**** SOURCE DATA

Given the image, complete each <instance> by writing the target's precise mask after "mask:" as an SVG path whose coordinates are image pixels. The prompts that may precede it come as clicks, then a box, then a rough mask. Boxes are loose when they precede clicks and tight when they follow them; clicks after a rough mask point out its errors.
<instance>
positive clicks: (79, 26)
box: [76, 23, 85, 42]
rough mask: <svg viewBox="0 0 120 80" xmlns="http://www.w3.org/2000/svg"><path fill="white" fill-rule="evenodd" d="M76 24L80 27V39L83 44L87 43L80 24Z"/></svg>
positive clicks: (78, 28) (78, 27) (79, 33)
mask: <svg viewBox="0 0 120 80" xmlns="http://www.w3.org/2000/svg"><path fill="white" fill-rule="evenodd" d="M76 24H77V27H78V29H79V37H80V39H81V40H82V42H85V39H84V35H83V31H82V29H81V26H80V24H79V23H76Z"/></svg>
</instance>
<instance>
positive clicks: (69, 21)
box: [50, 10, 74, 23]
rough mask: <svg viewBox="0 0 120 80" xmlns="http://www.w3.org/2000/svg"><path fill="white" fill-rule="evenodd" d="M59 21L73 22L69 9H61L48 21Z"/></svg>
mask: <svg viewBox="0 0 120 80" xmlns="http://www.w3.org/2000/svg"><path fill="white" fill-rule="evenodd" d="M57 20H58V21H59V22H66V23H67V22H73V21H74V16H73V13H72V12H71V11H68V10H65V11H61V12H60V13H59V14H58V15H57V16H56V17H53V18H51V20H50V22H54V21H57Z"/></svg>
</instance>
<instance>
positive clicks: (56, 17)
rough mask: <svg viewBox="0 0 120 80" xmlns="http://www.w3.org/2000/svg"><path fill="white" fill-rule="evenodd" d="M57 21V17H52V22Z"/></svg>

********

ACTION ITEM ▸ Pull out every line of the material above and reproduce each one character for character, with no changes.

TASK ANSWER ▸
Given the image, complete each <instance> by writing the target's precise mask after "mask:" as an SVG path whose coordinates are image pixels. The prompts that may precede it come as clicks, then a box, then a rough mask. Boxes are loose when they precede clicks and tight when they follow them; clicks after a rough mask point out its errors.
<instance>
positive clicks: (79, 26)
box: [76, 23, 85, 42]
rough mask: <svg viewBox="0 0 120 80" xmlns="http://www.w3.org/2000/svg"><path fill="white" fill-rule="evenodd" d="M76 24L80 27V39L83 44L87 43L80 24Z"/></svg>
positive clicks: (78, 28) (78, 27) (79, 33)
mask: <svg viewBox="0 0 120 80" xmlns="http://www.w3.org/2000/svg"><path fill="white" fill-rule="evenodd" d="M76 24H77V27H78V29H79V37H80V39H81V40H82V42H85V39H84V35H83V31H82V29H81V26H80V24H79V23H76Z"/></svg>
</instance>
<instance>
positive clicks: (69, 21)
box: [50, 10, 74, 23]
rough mask: <svg viewBox="0 0 120 80" xmlns="http://www.w3.org/2000/svg"><path fill="white" fill-rule="evenodd" d="M59 21L73 22L69 9H61L48 21Z"/></svg>
mask: <svg viewBox="0 0 120 80" xmlns="http://www.w3.org/2000/svg"><path fill="white" fill-rule="evenodd" d="M57 20H58V21H59V22H66V23H67V22H73V21H74V16H73V13H72V12H71V11H68V10H65V11H61V12H60V13H59V14H58V15H57V16H56V17H53V18H51V20H50V22H54V21H57Z"/></svg>
</instance>
<instance>
positive clicks: (56, 17)
rough mask: <svg viewBox="0 0 120 80" xmlns="http://www.w3.org/2000/svg"><path fill="white" fill-rule="evenodd" d="M57 21V17H52V22Z"/></svg>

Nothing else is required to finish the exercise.